DATA EXTRACT
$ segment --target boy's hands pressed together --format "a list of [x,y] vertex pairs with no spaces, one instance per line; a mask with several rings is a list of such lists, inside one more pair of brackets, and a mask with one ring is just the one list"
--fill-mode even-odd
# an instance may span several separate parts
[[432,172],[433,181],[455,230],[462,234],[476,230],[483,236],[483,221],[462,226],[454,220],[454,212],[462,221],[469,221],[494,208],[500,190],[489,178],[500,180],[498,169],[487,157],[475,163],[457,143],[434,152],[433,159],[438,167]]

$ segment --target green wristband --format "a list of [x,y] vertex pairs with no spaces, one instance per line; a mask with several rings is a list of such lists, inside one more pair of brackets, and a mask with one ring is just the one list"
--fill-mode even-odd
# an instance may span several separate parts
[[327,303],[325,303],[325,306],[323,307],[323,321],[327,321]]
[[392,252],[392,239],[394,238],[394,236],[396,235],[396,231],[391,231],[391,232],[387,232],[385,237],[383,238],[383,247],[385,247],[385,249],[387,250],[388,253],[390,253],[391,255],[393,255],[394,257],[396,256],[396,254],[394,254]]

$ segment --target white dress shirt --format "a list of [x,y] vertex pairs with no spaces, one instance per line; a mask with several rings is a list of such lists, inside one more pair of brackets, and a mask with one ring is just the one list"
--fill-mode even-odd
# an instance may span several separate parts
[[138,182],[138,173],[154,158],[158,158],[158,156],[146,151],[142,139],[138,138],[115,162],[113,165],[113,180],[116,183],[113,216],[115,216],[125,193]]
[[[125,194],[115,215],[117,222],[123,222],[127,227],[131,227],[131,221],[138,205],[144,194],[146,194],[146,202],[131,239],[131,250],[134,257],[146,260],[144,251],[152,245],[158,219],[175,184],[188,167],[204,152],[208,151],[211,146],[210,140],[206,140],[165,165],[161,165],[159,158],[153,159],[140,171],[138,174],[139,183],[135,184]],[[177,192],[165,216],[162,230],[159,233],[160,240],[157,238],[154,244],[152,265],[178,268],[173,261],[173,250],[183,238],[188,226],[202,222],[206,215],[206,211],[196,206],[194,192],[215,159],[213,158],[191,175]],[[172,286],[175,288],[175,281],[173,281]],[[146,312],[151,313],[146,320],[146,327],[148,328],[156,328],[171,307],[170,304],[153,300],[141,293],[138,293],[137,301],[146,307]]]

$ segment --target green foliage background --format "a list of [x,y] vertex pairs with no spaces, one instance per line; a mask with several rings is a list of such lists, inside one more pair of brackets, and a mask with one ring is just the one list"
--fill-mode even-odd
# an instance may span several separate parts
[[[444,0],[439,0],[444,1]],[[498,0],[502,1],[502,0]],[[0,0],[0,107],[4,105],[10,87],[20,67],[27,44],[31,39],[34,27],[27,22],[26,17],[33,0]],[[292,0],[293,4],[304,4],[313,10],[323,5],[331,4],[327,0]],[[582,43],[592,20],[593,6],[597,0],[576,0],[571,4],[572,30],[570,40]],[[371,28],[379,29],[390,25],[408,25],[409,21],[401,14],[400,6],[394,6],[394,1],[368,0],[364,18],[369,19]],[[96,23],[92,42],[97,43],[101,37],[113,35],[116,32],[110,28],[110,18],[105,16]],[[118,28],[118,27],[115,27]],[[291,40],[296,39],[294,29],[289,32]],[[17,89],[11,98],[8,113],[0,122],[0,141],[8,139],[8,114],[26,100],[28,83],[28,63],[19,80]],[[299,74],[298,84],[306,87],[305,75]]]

--

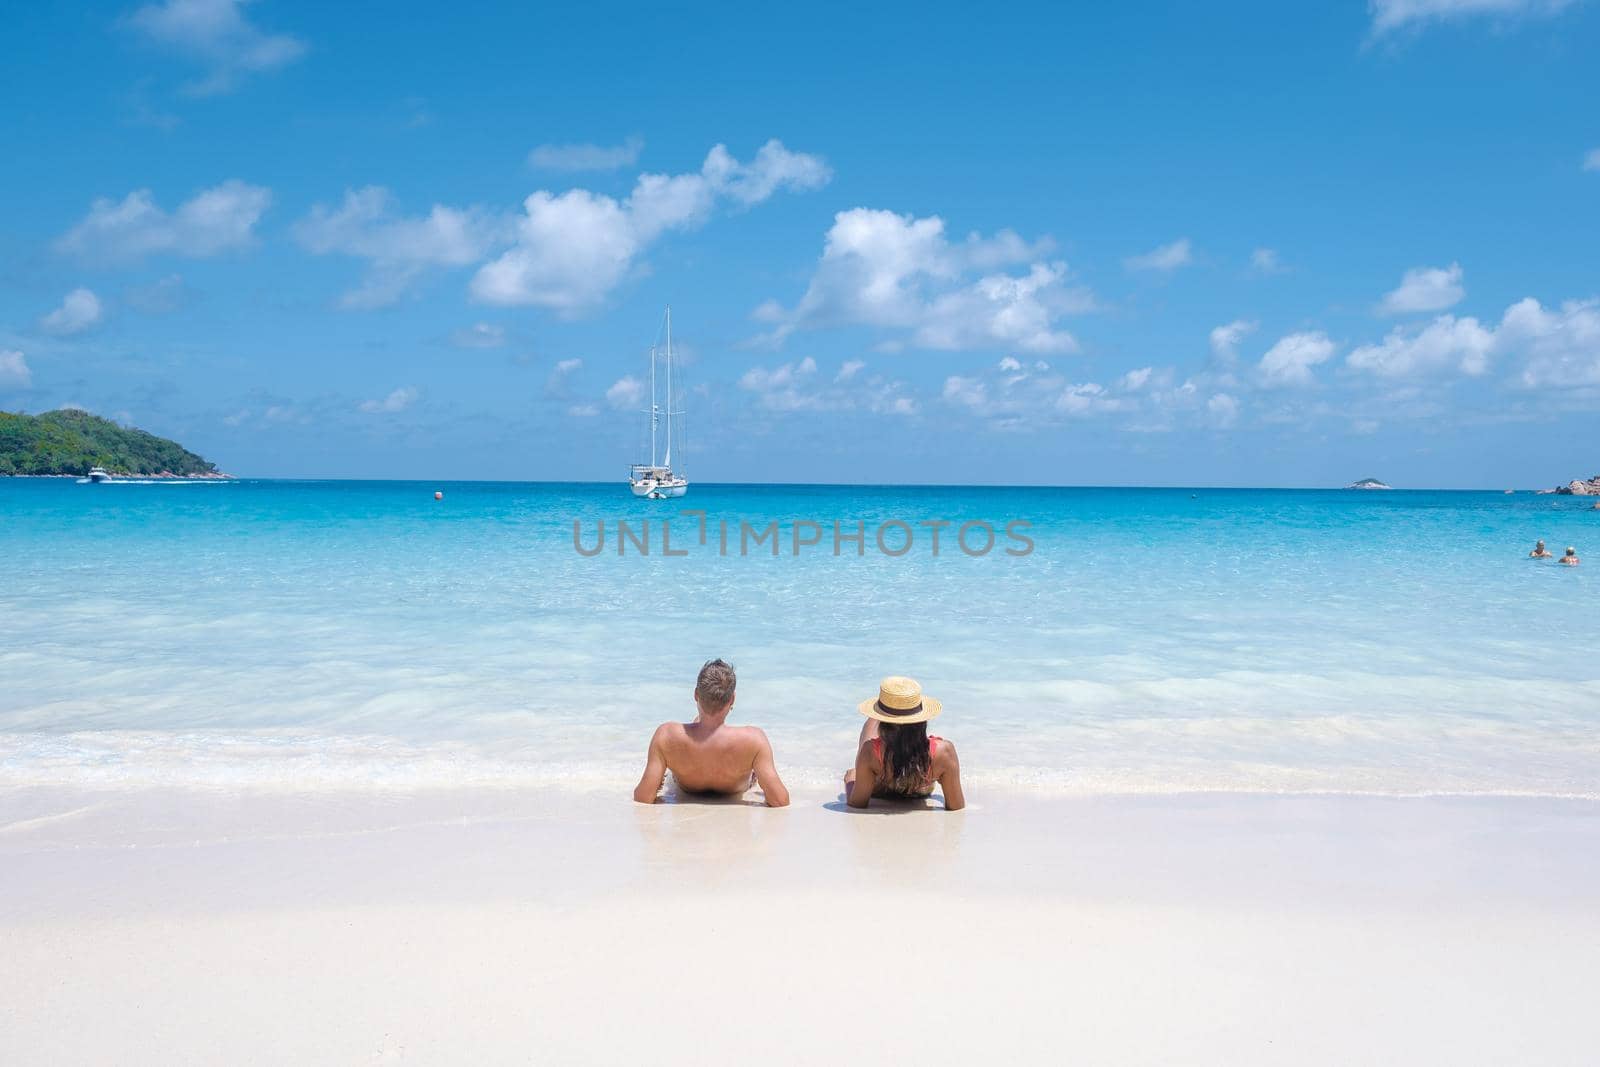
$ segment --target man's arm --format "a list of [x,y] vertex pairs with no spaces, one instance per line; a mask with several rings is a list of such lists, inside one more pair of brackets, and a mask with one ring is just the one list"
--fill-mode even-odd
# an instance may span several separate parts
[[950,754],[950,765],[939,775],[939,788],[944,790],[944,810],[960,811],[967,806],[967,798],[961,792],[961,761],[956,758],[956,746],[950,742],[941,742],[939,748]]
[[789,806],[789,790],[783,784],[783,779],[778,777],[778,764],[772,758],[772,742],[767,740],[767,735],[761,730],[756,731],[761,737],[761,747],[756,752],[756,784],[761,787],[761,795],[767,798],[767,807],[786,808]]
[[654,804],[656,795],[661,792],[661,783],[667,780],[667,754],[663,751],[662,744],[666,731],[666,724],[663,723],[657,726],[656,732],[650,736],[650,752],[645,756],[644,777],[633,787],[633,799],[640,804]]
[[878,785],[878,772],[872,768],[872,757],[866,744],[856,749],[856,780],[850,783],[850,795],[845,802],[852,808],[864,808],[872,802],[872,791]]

ACTION ITEM
Whenever the word "pairs" occurs in a line of the listing above, return that line.

RESPONSE TO THIS EXERCISE
$ segment --target boy's hands pressed together --format "a list of [x,y] vertex pairs with no spaces, one instance per line; a mask with several rings is a list of such lists, inside one more pair of brackets, and a mask with one ring is just the one list"
$ segment --target green wristband --format "a list of [x,y] vertex pairs with no spaces, one instance per line; a mask with several rings is a list of such lists, inside one more pair of brackets, and a mask with one ring is just the one list"
$ segment --target white dress shirt --format "a list of [x,y] vertex pairs with no spaces, one instance per line; a mask with several rings is a list of such lists, inside one more pair of brackets, and a mask with one ring is just the one list"
$ segment --target green foliage background --format "a list of [x,y] vertex pairs with no spaces, one instance per line; a mask with several rings is a list of such lists, inside one more pair of brackets, and a mask with one ring is just the one list"
$ segment --target man's arm --format "a list of [x,y] vertex pairs with no spaces, one instance per line; a mask with several rings is a list of such lists, inside one more pair of brackets, and a mask with one ring is just the one list"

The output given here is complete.